= TASK SET =
A: Write out the passage on fitting an MG distributor in full, word for word.
B: Reproduce the records from their first line through the line holding "[[[78,89],[43,89],[44,93],[85,93],[86,89],[83,87]]]", inclusive, keeping the requests and offsetting every polygon coordinate by adding 12. Return only those lines.

= SELECTED TEXT =
==============================

A nice solution is to fit a distributor from an A or B series MG that has
more mechanical advance available.  You can then run less initial advance
with the same combined advance available at higher Rpm's.  Adapting vacuum
advance helps as well.  The 48 state MGB distributor is a good choice.  it
has 22 degrees (again from memory, could be off a pinch) of mechanical
advance available, and 6 degrees of vacuum advance available.  I have this
distributor on my 1275 and have added a vacuum port to the DCOE 40 just
infront of the throttle plate.  At idle, no vacuum, at part throttle, high
vacuum, wide open low vacuum.  I have the initial timing set at 6 degrees,
which makes for easy starting, but total advance while cruising at 3000 RPM
and above is 34 degrees.

Hope this helps.

==============================

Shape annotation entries
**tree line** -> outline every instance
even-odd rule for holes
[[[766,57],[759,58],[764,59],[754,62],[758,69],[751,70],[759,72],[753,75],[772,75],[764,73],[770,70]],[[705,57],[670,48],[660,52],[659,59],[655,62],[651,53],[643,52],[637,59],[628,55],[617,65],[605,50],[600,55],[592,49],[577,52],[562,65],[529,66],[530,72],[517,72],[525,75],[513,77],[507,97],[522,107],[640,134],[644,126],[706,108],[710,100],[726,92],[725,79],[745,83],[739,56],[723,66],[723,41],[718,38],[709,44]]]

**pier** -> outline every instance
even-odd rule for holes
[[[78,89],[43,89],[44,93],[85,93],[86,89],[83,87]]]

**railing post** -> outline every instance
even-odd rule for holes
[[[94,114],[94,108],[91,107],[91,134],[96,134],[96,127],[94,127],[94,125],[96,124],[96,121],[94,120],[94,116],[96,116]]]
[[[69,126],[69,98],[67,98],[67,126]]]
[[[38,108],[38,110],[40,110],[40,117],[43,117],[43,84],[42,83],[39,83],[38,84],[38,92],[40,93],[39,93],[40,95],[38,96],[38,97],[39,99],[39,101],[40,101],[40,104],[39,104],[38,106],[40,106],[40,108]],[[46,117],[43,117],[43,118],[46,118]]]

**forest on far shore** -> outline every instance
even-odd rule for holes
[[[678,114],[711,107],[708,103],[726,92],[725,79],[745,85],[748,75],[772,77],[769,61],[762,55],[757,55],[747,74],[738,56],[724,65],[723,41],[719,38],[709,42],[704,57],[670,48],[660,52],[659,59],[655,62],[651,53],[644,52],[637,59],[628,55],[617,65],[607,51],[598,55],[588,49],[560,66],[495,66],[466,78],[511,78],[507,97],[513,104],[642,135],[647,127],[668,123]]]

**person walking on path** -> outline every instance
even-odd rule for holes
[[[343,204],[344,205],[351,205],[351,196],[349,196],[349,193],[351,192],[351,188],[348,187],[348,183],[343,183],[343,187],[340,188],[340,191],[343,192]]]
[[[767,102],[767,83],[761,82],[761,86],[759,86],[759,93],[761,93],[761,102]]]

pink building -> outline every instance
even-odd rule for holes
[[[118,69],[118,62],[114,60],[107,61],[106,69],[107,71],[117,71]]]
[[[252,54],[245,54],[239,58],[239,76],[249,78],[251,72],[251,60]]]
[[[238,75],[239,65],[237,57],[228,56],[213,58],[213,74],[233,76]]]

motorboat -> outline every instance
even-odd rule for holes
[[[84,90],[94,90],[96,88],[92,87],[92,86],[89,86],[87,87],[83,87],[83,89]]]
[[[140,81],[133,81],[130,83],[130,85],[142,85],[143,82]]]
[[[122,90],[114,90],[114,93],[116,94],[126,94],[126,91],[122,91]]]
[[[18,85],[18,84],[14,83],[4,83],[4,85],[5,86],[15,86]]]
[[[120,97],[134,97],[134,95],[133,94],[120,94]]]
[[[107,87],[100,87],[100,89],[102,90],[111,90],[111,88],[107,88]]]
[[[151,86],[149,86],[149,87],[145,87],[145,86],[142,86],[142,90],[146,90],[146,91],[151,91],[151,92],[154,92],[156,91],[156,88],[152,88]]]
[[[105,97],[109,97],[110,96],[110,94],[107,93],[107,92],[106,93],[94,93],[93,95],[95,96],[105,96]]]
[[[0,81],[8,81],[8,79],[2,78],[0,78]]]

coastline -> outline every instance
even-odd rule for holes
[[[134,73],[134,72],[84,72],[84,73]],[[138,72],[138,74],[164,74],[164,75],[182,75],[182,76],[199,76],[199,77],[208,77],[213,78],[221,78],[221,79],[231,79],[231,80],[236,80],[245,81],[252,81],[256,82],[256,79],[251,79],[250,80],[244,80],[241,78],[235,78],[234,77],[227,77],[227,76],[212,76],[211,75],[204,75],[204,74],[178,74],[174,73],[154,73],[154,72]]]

==============================

= TASK-BY-TASK RESULTS =
A:
A nice solution is to fit a distributor from an A or B series MG that has
more mechanical advance available.  You can then run less initial advance
with the same combined advance available at higher Rpm's.  Adapting vacuum
advance helps as well.  The 48 state MGB distributor is a good choice.  it
has 22 degrees (again from memory, could be off a pinch) of mechanical
advance available, and 6 degrees of vacuum advance available.  I have this
distributor on my 1275 and have added a vacuum port to the DCOE 40 just
infront of the throttle plate.  At idle, no vacuum, at part throttle, high
vacuum, wide open low vacuum.  I have the initial timing set at 6 degrees,
which makes for easy starting, but total advance while cruising at 3000 RPM
and above is 34 degrees.

Hope this helps.

B:
**tree line** -> outline every instance
even-odd rule for holes
[[[778,69],[771,70],[776,71],[766,74],[770,81],[763,82],[771,84],[765,87],[784,87],[776,85],[782,82]],[[717,69],[682,60],[672,64],[671,71],[667,74],[663,65],[655,64],[649,71],[640,67],[629,77],[617,62],[612,67],[604,61],[589,64],[574,77],[541,78],[542,84],[529,84],[537,87],[525,89],[519,109],[534,119],[652,146],[656,138],[718,120],[722,112],[738,104],[737,91],[757,95],[751,68],[735,78],[735,53],[730,50],[721,56]]]

**pier** -> outline every instance
even-odd rule for holes
[[[90,101],[55,101],[56,105],[97,105],[98,101],[95,99]]]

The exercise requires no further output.